• _Text extract_
• • • • •

London Daily

Focus on the big picture.
Friday, Oct 31, 2025

Limbo review – heart-rending portrait of refugees stranded in Scotland

Limbo review – heart-rending portrait of refugees stranded in Scotland

Ben Sharrock announces himself as a master of atmospheric film-making with this stirring drama about a Syrian migrant

What a thoroughly wonderful sophomore feature from the British director Ben Sharrock – witty, poignant, marvellously composed and shot, moving and even weirdly gripping. Despite an elegant deadpan style established from the outset, Sharrock soon gets you to invest in the characters and care deeply about what happens to them. Limbo is about refugees and asylum seekers in Britain, and it’s a bracingly internationalist and non-parochial piece of work: film-making with a bold view on the world but also as gentle and intimate as a much-loved sitcom. It reminded me at various moments of Aki Kaurismäki or Elia Suleiman or Bill Forsyth, with a distinct touch of Bruce Robinson’s Withnail And I.

• • • • •

• _Data entries_

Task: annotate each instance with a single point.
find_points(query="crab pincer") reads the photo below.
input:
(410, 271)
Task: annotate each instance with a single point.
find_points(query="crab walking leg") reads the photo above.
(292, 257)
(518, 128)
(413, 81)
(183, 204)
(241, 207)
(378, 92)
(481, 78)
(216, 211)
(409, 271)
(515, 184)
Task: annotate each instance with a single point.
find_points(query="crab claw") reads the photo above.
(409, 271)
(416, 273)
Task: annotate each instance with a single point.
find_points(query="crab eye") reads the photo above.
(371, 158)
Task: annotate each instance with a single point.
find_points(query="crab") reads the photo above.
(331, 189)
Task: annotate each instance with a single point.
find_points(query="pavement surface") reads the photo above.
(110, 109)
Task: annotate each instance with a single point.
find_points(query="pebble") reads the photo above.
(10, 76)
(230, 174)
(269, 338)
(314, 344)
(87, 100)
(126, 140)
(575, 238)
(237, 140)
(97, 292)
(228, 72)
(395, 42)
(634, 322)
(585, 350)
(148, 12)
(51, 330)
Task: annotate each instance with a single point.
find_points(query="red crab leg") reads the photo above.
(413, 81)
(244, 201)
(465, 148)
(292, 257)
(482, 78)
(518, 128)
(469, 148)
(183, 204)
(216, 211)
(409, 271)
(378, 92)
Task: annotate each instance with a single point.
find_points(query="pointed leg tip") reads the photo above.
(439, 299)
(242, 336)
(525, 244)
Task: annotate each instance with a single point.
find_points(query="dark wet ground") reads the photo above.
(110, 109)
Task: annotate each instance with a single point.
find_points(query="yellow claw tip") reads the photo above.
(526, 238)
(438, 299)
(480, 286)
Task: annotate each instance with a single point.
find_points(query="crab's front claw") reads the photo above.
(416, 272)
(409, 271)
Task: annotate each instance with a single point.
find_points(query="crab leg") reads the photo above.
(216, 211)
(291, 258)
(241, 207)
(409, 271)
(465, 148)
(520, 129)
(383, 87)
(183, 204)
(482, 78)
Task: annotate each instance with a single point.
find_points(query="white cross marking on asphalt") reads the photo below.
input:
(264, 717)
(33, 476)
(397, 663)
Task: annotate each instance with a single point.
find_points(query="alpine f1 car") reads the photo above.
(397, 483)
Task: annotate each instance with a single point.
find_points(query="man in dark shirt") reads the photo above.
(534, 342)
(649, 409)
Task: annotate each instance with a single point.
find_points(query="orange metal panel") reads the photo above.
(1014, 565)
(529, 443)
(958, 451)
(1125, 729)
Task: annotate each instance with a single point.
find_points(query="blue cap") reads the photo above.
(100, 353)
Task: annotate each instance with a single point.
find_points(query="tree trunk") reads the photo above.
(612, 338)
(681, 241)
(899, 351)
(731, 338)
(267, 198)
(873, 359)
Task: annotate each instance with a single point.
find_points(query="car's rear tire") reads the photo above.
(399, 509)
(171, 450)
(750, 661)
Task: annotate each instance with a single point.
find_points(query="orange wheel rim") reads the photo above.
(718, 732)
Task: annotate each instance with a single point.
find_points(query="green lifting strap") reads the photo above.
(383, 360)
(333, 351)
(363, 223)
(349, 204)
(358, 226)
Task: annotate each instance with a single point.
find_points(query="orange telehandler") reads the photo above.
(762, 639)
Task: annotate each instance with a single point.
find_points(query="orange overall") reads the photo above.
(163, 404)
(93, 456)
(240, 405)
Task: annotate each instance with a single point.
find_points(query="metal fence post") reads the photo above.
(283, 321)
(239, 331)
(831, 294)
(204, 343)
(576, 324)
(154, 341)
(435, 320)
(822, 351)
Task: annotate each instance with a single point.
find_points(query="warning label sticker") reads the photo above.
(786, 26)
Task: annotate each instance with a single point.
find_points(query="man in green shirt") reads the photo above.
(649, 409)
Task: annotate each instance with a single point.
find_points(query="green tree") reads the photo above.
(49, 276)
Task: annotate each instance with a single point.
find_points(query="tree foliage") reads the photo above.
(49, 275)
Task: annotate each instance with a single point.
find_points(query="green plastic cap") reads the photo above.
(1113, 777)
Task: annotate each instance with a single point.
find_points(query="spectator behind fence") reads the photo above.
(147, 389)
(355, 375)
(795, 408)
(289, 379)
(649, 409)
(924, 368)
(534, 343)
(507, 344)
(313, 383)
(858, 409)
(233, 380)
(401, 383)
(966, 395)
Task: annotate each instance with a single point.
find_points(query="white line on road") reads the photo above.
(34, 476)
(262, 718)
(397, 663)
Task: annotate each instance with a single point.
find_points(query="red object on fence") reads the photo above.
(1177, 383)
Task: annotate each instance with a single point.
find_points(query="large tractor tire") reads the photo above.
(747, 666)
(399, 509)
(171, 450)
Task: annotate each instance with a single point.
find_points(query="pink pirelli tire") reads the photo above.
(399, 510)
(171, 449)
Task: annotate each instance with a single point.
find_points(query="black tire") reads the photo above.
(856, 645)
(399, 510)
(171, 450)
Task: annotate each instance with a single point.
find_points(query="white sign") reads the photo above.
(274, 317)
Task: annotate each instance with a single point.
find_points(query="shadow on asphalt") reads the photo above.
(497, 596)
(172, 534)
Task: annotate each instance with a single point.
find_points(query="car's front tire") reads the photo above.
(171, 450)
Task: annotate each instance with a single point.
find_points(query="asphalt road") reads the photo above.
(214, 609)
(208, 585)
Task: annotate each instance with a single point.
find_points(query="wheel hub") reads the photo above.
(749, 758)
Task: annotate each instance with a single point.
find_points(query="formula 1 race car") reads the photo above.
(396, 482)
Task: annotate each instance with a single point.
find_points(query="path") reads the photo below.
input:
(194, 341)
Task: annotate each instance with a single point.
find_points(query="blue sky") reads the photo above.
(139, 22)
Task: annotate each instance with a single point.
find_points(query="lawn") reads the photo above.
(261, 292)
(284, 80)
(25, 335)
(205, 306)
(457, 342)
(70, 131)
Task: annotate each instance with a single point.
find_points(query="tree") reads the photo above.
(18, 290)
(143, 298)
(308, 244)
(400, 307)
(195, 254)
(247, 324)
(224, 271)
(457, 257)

• • • • •

• _Prompt 1_
Turn the paragraph of the Limbo review that begins "What a thoroughly wonderful sophomore feature" into a short bulleted list that keeps its main facts.
• _Prompt 2_
Carry on the Limbo review from the point where the text stops.

• _Expected output 1_
- Limbo is the second feature by British director Ben Sharrock.
- It is witty, poignant, beautifully composed and shot, moving, and even strangely gripping.
- Its deadpan style is set from the start, yet the viewer soon cares deeply about the characters.
- It is about refugees and asylum seekers in Britain.
- It takes a bold, internationalist, non-parochial view of the world but stays as gentle and intimate as a much-loved sitcom.
- At times it recalls Aki Kaurismäki, Elia Suleiman and Bill Forsyth, with a clear touch of Bruce Robinson's Withnail And I.

• _Expected output 2_
The setting is an impossibly bleak and starkly beautiful Scottish island, fictional and mostly deserted, almost resembling a stage-set for Waiting For Godot (but filmed partly on Uist in the Outer Hebrides). Here a number of refugees from Syria and elsewhere – single men with no families – have been relocated in grimly functional hostels with a bare-minimum subsistence allowance. Forbidden to do any paid work, they must simply wait for the official word on whether they can stay. And as the narrator says at the beginning of Casablanca: they wait … and wait … and wait. The situation is taken broadly from real life.

There is Farhad (Vikash Bhai), who has come to Britain largely because he is a Freddie Mercury superfan, an essentially cheerful or at any rate stoic guy from Afghanistan. There is Abedi (Kwabena Ansah) and Wasef (Ola Orebiyi), brothers from Nigeria who are always quarrelling – once after viewing some Friends DVDs, about the issue of Ross believing himself to be “on a break” from dating Rachel, and then a serious falling out about the viability of Wasef’s dream of playing football for Chelsea.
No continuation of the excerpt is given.